▶ [Required work]
Would you return the complete listing below word for word?

Saved entries:

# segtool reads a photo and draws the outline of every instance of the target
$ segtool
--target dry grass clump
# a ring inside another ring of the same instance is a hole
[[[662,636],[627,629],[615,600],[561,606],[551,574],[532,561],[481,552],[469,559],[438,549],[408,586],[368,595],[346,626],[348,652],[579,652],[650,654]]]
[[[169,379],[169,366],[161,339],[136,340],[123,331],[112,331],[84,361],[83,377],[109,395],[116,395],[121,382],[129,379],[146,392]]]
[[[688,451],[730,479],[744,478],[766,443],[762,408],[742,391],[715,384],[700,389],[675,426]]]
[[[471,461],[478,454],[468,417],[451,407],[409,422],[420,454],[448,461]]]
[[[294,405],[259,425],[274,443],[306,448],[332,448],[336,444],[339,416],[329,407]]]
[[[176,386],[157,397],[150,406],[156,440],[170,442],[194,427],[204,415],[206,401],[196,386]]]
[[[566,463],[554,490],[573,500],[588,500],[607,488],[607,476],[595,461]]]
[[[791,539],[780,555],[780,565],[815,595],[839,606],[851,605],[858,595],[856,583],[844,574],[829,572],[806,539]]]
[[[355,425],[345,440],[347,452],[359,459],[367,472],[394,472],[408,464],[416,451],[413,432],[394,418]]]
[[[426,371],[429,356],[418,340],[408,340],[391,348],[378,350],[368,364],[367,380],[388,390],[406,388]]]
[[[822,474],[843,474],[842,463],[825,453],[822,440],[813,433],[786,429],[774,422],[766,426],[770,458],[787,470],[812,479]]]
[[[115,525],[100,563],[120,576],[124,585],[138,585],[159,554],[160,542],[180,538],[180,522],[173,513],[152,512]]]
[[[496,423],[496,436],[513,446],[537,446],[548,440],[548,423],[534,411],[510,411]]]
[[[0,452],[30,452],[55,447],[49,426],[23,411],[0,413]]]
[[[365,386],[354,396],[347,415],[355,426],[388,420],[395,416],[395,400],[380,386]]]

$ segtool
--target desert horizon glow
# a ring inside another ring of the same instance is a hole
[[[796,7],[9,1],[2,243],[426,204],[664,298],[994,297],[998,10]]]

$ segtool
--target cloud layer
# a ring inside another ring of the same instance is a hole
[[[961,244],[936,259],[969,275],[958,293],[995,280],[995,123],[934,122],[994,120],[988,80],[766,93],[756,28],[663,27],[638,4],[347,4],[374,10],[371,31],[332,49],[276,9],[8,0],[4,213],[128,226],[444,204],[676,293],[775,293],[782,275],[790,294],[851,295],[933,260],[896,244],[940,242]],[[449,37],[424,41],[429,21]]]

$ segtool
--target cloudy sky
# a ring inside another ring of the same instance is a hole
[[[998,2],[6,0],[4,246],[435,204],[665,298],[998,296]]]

▶ [Written reply]
# segtool reads a photo and draws the outline of every instance of the target
$ segtool
--target dry grass clump
# a ring inside another ring of the same instance is a hole
[[[662,636],[627,629],[615,600],[561,606],[551,574],[532,561],[481,552],[469,559],[438,549],[408,586],[368,595],[346,626],[348,652],[579,652],[650,654]]]
[[[169,379],[169,366],[161,339],[136,340],[123,331],[112,331],[84,361],[83,377],[109,395],[116,395],[121,382],[129,379],[146,392]]]
[[[688,451],[730,479],[744,478],[766,443],[762,408],[742,391],[715,384],[700,389],[675,426]]]
[[[471,461],[478,454],[468,417],[451,407],[409,422],[420,454],[448,461]]]
[[[294,405],[259,425],[274,443],[306,448],[332,448],[336,444],[339,416],[329,407]]]
[[[176,386],[157,397],[150,406],[156,440],[170,442],[194,427],[204,415],[206,401],[196,386]]]
[[[566,463],[554,490],[573,500],[588,500],[607,488],[607,476],[595,461]]]
[[[791,539],[780,555],[780,565],[815,595],[839,606],[851,605],[858,595],[856,583],[844,574],[829,572],[806,539]]]
[[[355,425],[345,440],[347,452],[359,459],[367,472],[394,472],[408,464],[416,451],[413,432],[394,418]]]
[[[426,371],[429,356],[418,340],[408,340],[391,348],[378,350],[368,364],[367,380],[388,390],[406,388]]]
[[[822,474],[843,474],[842,463],[825,453],[822,440],[813,433],[786,429],[774,422],[766,426],[770,458],[787,470],[812,479]]]
[[[115,525],[100,563],[120,576],[124,585],[138,585],[159,554],[160,542],[180,538],[180,522],[173,513],[152,512]]]
[[[496,423],[496,436],[513,446],[537,446],[548,440],[548,423],[534,411],[510,411]]]
[[[0,452],[30,452],[55,447],[49,426],[23,411],[0,413]]]
[[[365,386],[354,396],[347,415],[355,426],[388,420],[395,416],[395,400],[380,386]]]

$ segtool
--target desert horizon glow
# a ring inside another ring of the same instance is a hole
[[[796,7],[9,1],[2,243],[426,204],[664,298],[994,297],[998,10]]]

$ segtool
--target cloud layer
# a ring inside another ring of the same instance is a hole
[[[961,244],[936,259],[969,275],[958,293],[995,280],[995,123],[934,122],[994,120],[988,80],[766,93],[756,28],[663,27],[638,4],[347,4],[374,10],[371,31],[332,49],[276,9],[8,0],[4,213],[128,226],[444,204],[676,293],[775,293],[782,275],[790,294],[851,295],[933,260],[896,244],[940,242]],[[449,37],[424,41],[429,21]]]

$ segtool
--target cloudy sky
# a ring inside another ring of the same instance is a hole
[[[998,2],[6,0],[4,246],[435,204],[665,298],[998,296]]]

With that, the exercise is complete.